= DATA SECTION =
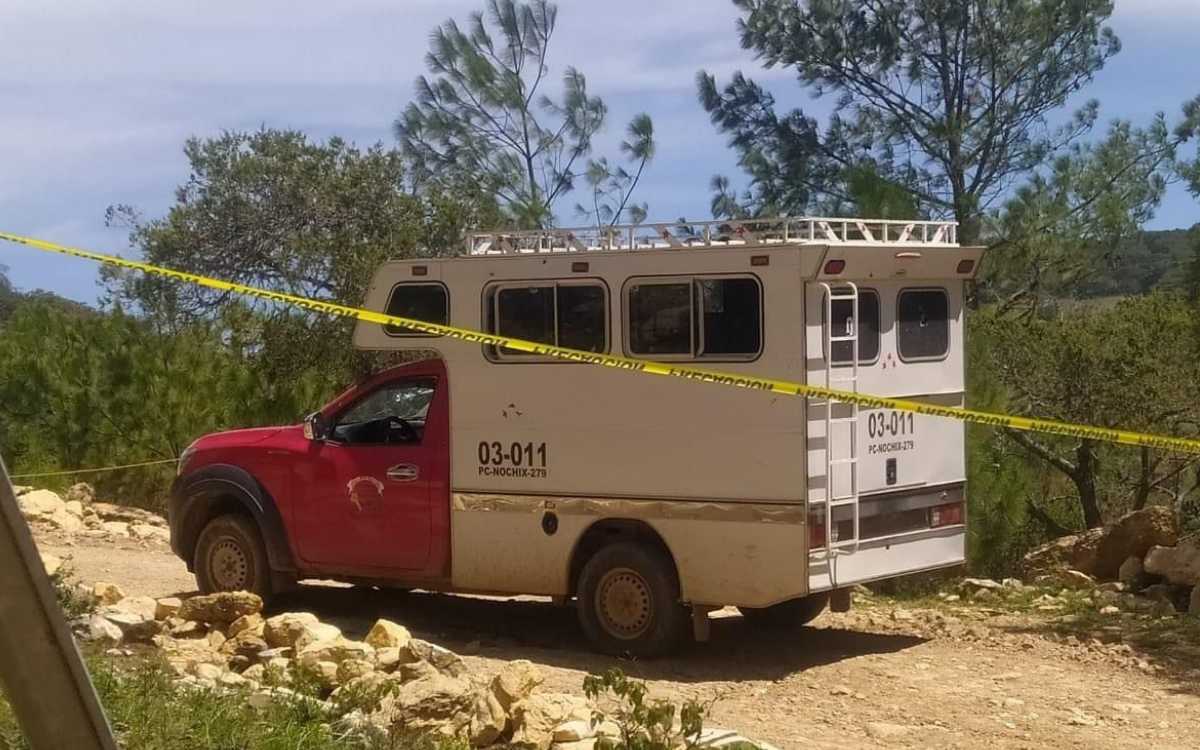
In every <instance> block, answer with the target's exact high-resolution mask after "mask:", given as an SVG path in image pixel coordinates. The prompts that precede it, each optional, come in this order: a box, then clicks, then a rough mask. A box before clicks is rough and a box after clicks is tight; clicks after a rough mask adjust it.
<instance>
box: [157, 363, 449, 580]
mask: <svg viewBox="0 0 1200 750" xmlns="http://www.w3.org/2000/svg"><path fill="white" fill-rule="evenodd" d="M444 379H445V370H444V366H443V362H442V360H438V359H431V360H425V361H420V362H414V364H409V365H403V366H400V367H394V368H390V370H386V371H384V372H382V373H379V374H377V376H374V377H372V378H371V379H368V380H366V382H365V383H361V384H359V385H355V386H354V388H350V389H349V390H347V391H346V392H344V394H342V395H341V396H338V397H337V398H335V400H334V401H332V402H330V403H329V404H328V406H325V407H324V408H322V409H320V410H319V412H317V413H314V414H313V415H311V416H308V418H307V419H306V420H305V422H304V424H302V425H293V426H288V427H258V428H253V430H234V431H230V432H221V433H216V434H209V436H205V437H203V438H200V439H198V440H196V442H194V443H193V444H192V445H191V446H190V448H188V449H187V450H186V451H185V452H184V456H182V458H181V461H180V464H179V476H178V478H176V480H175V482H174V485H173V487H172V494H170V503H169V517H170V529H172V547H173V548H174V551H175V553H176V554H178V556H179V557H181V558H182V559H184V560H185V562H186V563H187V566H188V569H190V570H191V571H192V572H194V574H196V578H197V582H198V583H199V587H200V590H203V592H214V590H230V589H247V590H253V592H257V593H259V594H262V595H269V594H270V593H271V590H272V589H278V588H281V587H283V586H286V584H288V583H290V582H293V581H295V580H296V578H302V577H324V578H340V580H347V581H388V582H392V583H397V582H402V583H403V584H406V586H420V584H426V586H431V587H436V584H438V583H439V582H445V580H446V578H448V576H449V558H450V552H449V536H450V517H449V514H450V510H449V502H448V499H449V425H448V413H446V402H448V397H446V390H445V388H440V385H442V384H443V383H444Z"/></svg>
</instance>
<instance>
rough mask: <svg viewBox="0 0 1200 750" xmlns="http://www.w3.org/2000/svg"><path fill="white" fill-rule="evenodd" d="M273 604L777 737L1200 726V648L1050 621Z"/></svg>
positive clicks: (276, 608) (883, 743)
mask: <svg viewBox="0 0 1200 750" xmlns="http://www.w3.org/2000/svg"><path fill="white" fill-rule="evenodd" d="M42 550H43V551H44V552H50V553H53V554H56V556H60V557H65V558H66V557H70V558H71V565H72V568H73V569H74V571H76V575H77V577H78V578H80V580H84V581H101V580H102V581H113V582H116V583H119V584H120V586H121V587H122V588H124V589H125V592H126V593H127V594H131V595H132V594H145V595H151V596H166V595H170V594H176V593H186V592H190V590H192V589H193V588H194V583H193V581H192V578H191V576H190V575H188V574H187V571H186V569H185V568H184V565H182V563H180V562H179V560H178V559H176V558H175V557H173V556H172V554H170V552H169V551H168V550H166V547H162V546H145V545H144V544H142V542H133V544H128V545H124V546H113V545H110V544H107V542H100V541H90V540H79V541H77V542H76V544H74V545H71V546H65V545H64V544H62V541H61V540H53V539H47V540H43V542H42ZM274 608H275V610H277V611H284V610H307V611H312V612H314V613H317V614H318V616H320V618H322V619H324V620H328V622H332V623H335V624H337V625H340V626H341V628H342V629H343V630H344V631H346V632H347V634H348V635H353V636H355V637H361V636H362V635H365V632H366V630H367V629H368V628H370V625H371V623H373V622H374V619H376V618H378V617H386V618H390V619H395V620H397V622H401V623H404V624H406V625H408V626H409V628H410V629H412V630H413V631H414V632H416V634H418V635H420V636H421V637H426V638H428V640H432V641H434V642H438V643H442V644H444V646H446V647H449V648H452V649H455V650H457V652H460V653H462V654H463V655H464V658H466V659H467V660H468V662H470V665H472V667H473V668H475V670H478V671H480V672H481V673H486V672H490V671H496V670H497V668H498V667H499V665H500V664H502V662H503V661H506V660H510V659H529V660H532V661H534V662H536V664H539V665H540V666H541V667H542V668H544V671H545V673H546V676H547V689H551V690H563V691H572V692H578V691H580V689H581V684H582V680H583V677H584V676H586V674H587V673H588V672H594V671H600V670H604V668H605V667H607V666H610V665H613V664H616V665H618V666H620V667H622V668H623V670H624V671H625V672H626V673H630V674H634V676H636V677H640V678H643V679H646V680H648V682H649V683H650V686H652V690H653V694H654V695H655V696H658V697H665V698H672V700H676V701H678V700H682V698H685V697H694V698H697V700H702V701H710V700H714V698H715V703H714V707H713V709H712V714H710V720H709V724H712V725H720V726H727V727H732V728H737V730H739V731H742V732H743V733H745V734H748V736H750V737H755V738H761V739H763V740H767V742H772V743H774V744H776V745H778V746H780V748H839V749H845V748H876V746H907V748H989V749H1000V748H1087V749H1110V748H1111V749H1118V748H1134V746H1142V748H1156V749H1157V748H1181V749H1182V748H1188V749H1192V748H1195V746H1196V742H1198V740H1196V738H1198V737H1200V680H1198V679H1196V674H1198V672H1196V670H1195V667H1196V666H1200V659H1198V660H1196V662H1187V661H1186V660H1184V661H1182V662H1181V660H1180V659H1178V658H1171V659H1166V658H1165V656H1164V654H1163V653H1159V652H1156V650H1154V649H1147V648H1146V647H1145V646H1139V647H1138V648H1133V647H1130V646H1128V644H1124V643H1122V642H1121V636H1120V634H1116V635H1114V634H1112V632H1108V634H1099V635H1105V638H1104V640H1105V641H1109V642H1108V643H1102V642H1100V641H1091V640H1088V638H1086V637H1085V638H1075V637H1074V636H1070V637H1062V636H1058V635H1056V634H1055V629H1056V626H1055V623H1054V618H1052V617H1049V616H1046V617H1042V618H1036V617H1032V616H1016V614H1013V613H1006V612H1001V611H996V610H986V608H980V607H978V606H961V607H958V608H943V610H938V608H929V607H925V608H920V607H912V606H910V605H904V604H900V602H895V601H892V600H875V599H872V600H868V601H865V602H856V608H854V611H852V612H850V613H847V614H832V613H826V614H823V616H822V617H821V618H818V619H817V622H816V623H815V624H814V626H811V628H805V629H803V630H800V631H798V632H794V634H791V635H786V636H775V635H768V634H763V632H761V631H756V630H752V629H751V628H749V626H748V625H746V624H745V623H744V622H743V620H742V618H740V617H738V616H737V614H736V613H734V612H733V611H730V612H721V613H719V617H718V619H716V622H715V623H714V628H713V641H712V642H710V643H708V644H703V646H694V647H690V648H689V649H686V650H685V652H684V653H682V654H679V655H677V656H674V658H672V659H667V660H659V661H649V662H641V664H638V662H628V661H617V660H612V659H607V658H604V656H598V655H595V654H592V653H590V652H588V650H587V648H586V646H584V643H583V641H582V637H581V635H580V632H578V629H577V626H576V623H575V617H574V611H572V610H570V608H566V607H556V606H553V605H551V604H550V602H547V601H538V600H529V599H518V600H496V599H481V598H468V596H450V595H440V594H424V593H410V594H397V593H394V592H385V590H372V589H356V588H347V587H335V586H310V587H305V588H304V590H301V592H299V593H296V594H293V595H289V596H288V598H286V599H284V600H282V601H280V602H277V604H276V605H275V607H274ZM1109 630H1110V631H1111V630H1114V629H1109ZM1198 646H1200V644H1195V643H1190V644H1189V643H1183V644H1181V646H1180V649H1182V650H1176V652H1172V653H1175V654H1177V653H1184V654H1193V655H1195V654H1196V647H1198Z"/></svg>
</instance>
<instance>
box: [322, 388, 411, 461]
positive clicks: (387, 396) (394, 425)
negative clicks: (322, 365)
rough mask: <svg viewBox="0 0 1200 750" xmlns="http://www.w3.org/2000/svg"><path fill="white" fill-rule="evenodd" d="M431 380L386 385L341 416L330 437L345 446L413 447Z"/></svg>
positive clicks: (365, 397) (355, 404)
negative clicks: (365, 445)
mask: <svg viewBox="0 0 1200 750" xmlns="http://www.w3.org/2000/svg"><path fill="white" fill-rule="evenodd" d="M433 390H434V380H433V379H431V378H422V379H416V380H400V382H396V383H388V384H386V385H382V386H379V388H377V389H376V390H373V391H371V392H370V394H367V395H366V396H365V397H362V398H361V400H359V401H358V402H355V403H354V406H352V407H350V408H348V409H346V410H344V412H342V414H341V415H340V416H338V418H337V424H336V425H335V426H334V428H332V431H331V434H330V437H331V438H332V439H334V440H336V442H338V443H344V444H348V445H400V444H404V445H416V444H420V442H421V438H422V437H424V434H425V419H426V415H427V413H428V410H430V404H431V403H432V402H433Z"/></svg>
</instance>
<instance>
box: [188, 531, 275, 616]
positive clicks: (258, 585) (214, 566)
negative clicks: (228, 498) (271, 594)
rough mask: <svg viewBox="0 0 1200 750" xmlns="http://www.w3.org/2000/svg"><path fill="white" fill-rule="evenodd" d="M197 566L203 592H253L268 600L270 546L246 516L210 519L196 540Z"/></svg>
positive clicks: (270, 577) (269, 591)
mask: <svg viewBox="0 0 1200 750" xmlns="http://www.w3.org/2000/svg"><path fill="white" fill-rule="evenodd" d="M193 568H194V570H196V583H197V584H198V586H199V588H200V593H202V594H212V593H216V592H253V593H256V594H258V595H259V596H262V598H263V600H264V601H265V600H266V598H268V596H269V595H270V593H271V568H270V565H269V563H268V560H266V547H265V546H264V545H263V538H262V535H260V534H259V533H258V527H257V526H256V524H254V522H253V521H251V520H250V518H247V517H246V516H239V515H226V516H217V517H216V518H214V520H211V521H209V523H208V524H206V526H205V527H204V530H203V532H200V538H199V539H198V540H197V541H196V558H194V560H193Z"/></svg>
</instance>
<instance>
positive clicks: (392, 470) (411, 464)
mask: <svg viewBox="0 0 1200 750" xmlns="http://www.w3.org/2000/svg"><path fill="white" fill-rule="evenodd" d="M418 475H419V472H418V470H416V466H415V464H412V463H397V464H396V466H394V467H391V468H390V469H388V479H390V480H391V481H414V480H415V479H416V478H418Z"/></svg>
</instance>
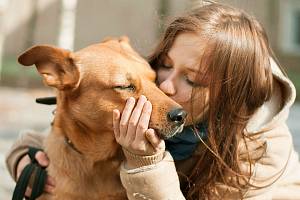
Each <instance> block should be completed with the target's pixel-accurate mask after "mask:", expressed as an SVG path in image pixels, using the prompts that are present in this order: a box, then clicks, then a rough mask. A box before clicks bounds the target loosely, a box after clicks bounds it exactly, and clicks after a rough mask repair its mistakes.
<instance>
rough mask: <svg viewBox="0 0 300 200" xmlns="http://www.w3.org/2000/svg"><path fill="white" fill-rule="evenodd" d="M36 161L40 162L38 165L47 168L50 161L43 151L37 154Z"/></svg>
mask: <svg viewBox="0 0 300 200" xmlns="http://www.w3.org/2000/svg"><path fill="white" fill-rule="evenodd" d="M35 159H36V160H37V161H38V163H39V164H40V165H42V166H43V167H47V166H48V165H49V159H48V157H47V155H46V153H45V152H43V151H38V152H37V153H36V154H35Z"/></svg>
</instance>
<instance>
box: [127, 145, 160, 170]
mask: <svg viewBox="0 0 300 200" xmlns="http://www.w3.org/2000/svg"><path fill="white" fill-rule="evenodd" d="M123 152H124V155H125V157H126V159H127V162H130V163H131V164H132V165H134V166H135V167H136V168H139V167H143V166H147V165H153V164H156V163H158V162H160V161H161V160H162V159H163V157H164V151H160V152H158V153H156V154H154V155H151V156H141V155H136V154H133V153H131V152H129V151H128V150H127V149H125V148H123Z"/></svg>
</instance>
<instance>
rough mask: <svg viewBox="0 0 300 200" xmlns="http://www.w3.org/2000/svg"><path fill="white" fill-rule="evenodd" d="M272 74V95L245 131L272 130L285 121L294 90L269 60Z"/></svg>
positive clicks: (271, 62) (291, 103)
mask: <svg viewBox="0 0 300 200" xmlns="http://www.w3.org/2000/svg"><path fill="white" fill-rule="evenodd" d="M270 63H271V69H272V73H273V79H274V81H273V83H274V85H273V94H272V96H271V99H270V100H269V101H267V102H265V103H264V104H263V105H262V106H261V107H260V108H259V109H258V110H257V111H256V112H255V114H254V115H253V116H252V117H251V118H250V120H249V122H248V124H247V127H246V129H247V131H248V132H250V133H257V132H259V131H265V130H266V129H269V128H272V127H273V126H274V125H276V123H278V122H279V121H278V120H280V121H286V120H287V117H288V113H289V108H290V107H291V106H292V105H293V103H294V101H295V98H296V89H295V86H294V85H293V83H292V82H291V81H290V80H289V79H288V77H286V76H285V75H284V74H283V73H282V71H281V69H280V68H279V66H278V65H277V63H276V62H275V61H274V59H273V58H271V59H270Z"/></svg>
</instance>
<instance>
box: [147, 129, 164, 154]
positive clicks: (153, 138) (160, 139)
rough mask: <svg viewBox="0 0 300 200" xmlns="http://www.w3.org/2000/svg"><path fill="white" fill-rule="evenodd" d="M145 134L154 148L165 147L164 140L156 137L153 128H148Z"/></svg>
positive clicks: (163, 148) (159, 147) (157, 137)
mask: <svg viewBox="0 0 300 200" xmlns="http://www.w3.org/2000/svg"><path fill="white" fill-rule="evenodd" d="M145 135H146V138H147V139H148V141H149V142H150V144H151V145H152V146H153V148H154V149H155V150H161V149H164V148H165V143H164V141H163V140H162V139H160V138H159V137H158V135H157V134H156V133H155V131H154V129H148V130H147V131H146V134H145Z"/></svg>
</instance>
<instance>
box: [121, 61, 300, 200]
mask: <svg viewBox="0 0 300 200" xmlns="http://www.w3.org/2000/svg"><path fill="white" fill-rule="evenodd" d="M271 66H272V71H273V77H274V83H275V84H274V94H273V96H272V98H271V99H270V100H269V101H268V102H266V103H265V104H264V105H263V106H262V107H260V108H259V109H258V110H257V112H256V113H255V114H254V115H253V116H252V117H251V119H250V121H249V123H248V124H247V131H248V132H249V133H251V134H255V133H257V132H261V131H262V132H263V133H262V134H260V135H259V138H258V141H259V144H262V143H264V144H265V147H266V152H265V154H264V155H263V157H262V159H260V160H259V161H258V162H257V163H256V164H255V166H254V170H253V174H254V175H253V177H252V179H251V183H253V184H254V185H256V186H267V185H269V186H268V187H265V188H263V189H250V190H249V191H247V192H246V194H245V195H244V199H247V200H271V199H281V200H289V199H298V200H300V163H299V158H298V154H297V153H296V152H295V150H294V147H293V141H292V136H291V133H290V132H289V129H288V127H287V125H286V120H287V117H288V114H289V109H290V107H291V105H292V104H293V102H294V100H295V96H296V92H295V88H294V86H293V84H292V83H291V81H290V80H289V79H288V78H286V77H285V76H284V75H283V74H282V72H281V71H280V69H279V68H278V66H277V65H276V63H275V62H274V61H273V60H272V61H271ZM249 146H250V148H251V149H250V150H252V151H253V153H251V155H252V156H257V155H256V154H257V153H258V152H256V151H255V150H256V149H257V144H256V145H255V144H249ZM240 152H241V154H243V153H244V152H245V149H243V147H241V150H240ZM195 154H197V151H196V152H195ZM258 154H259V153H258ZM195 162H196V160H195V159H194V158H193V157H192V158H190V159H188V160H186V161H184V162H180V163H176V167H177V171H181V172H183V173H184V174H186V175H188V174H189V173H190V172H191V169H192V167H193V164H194V163H195ZM174 168H175V163H174V162H173V160H172V157H171V156H170V154H169V153H166V154H165V157H164V159H163V160H162V161H161V162H159V163H158V164H156V165H153V166H146V167H142V168H138V169H134V170H127V169H125V167H124V166H123V168H122V169H121V180H122V183H123V185H124V187H125V188H126V191H127V196H128V198H129V199H132V200H134V199H136V200H138V199H152V200H167V199H170V200H182V199H185V198H184V197H183V195H182V193H181V192H180V189H179V182H178V175H177V173H176V170H175V169H174ZM246 169H247V168H246ZM204 176H205V175H204ZM227 189H228V187H227V186H224V185H220V188H219V192H222V199H238V198H239V197H238V193H237V191H236V190H235V189H233V188H230V189H231V192H228V190H227Z"/></svg>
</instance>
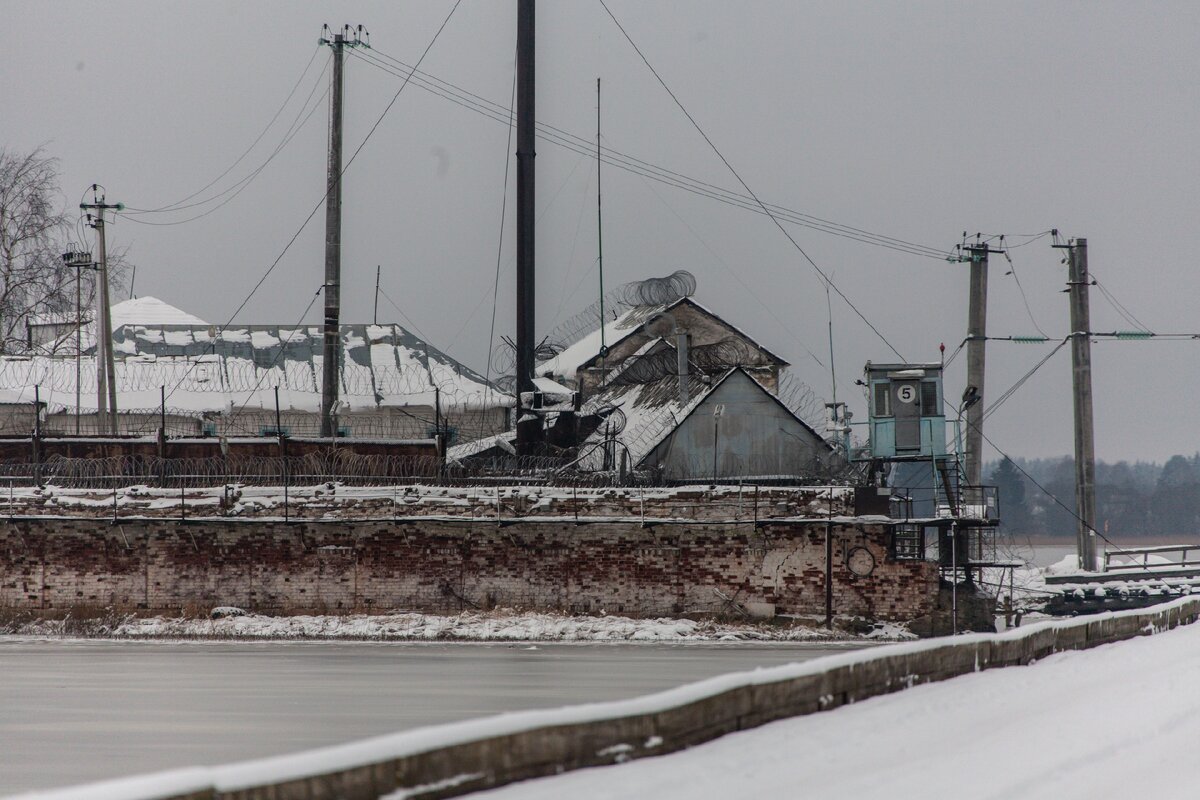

= TASK INSTRUCTIONS =
Where a line of the records includes "block", copy it.

= ANSWER FOR THE TASK =
In every <instance> block, answer with the target's exact high-resolution mask after "mask:", given as an SVG path in image pixel coordinates. The prompts that precede it, each optional, come in this order: a box, then clicks, then a rough mask. A box before clicks is rough and a box after clicks is tight; clicks after a rough mask adjust it.
Each <instance> block should be completed with the target's pixel-accurate mask after "mask:", expressed as an SVG path in image pixels, using the prompts that are present in this order: a box, then clicks, then a rough mask. A box before clicks bounds the target loosely, a box after clicks bounds it exactly, and clicks after a rough mask repair its mistakes.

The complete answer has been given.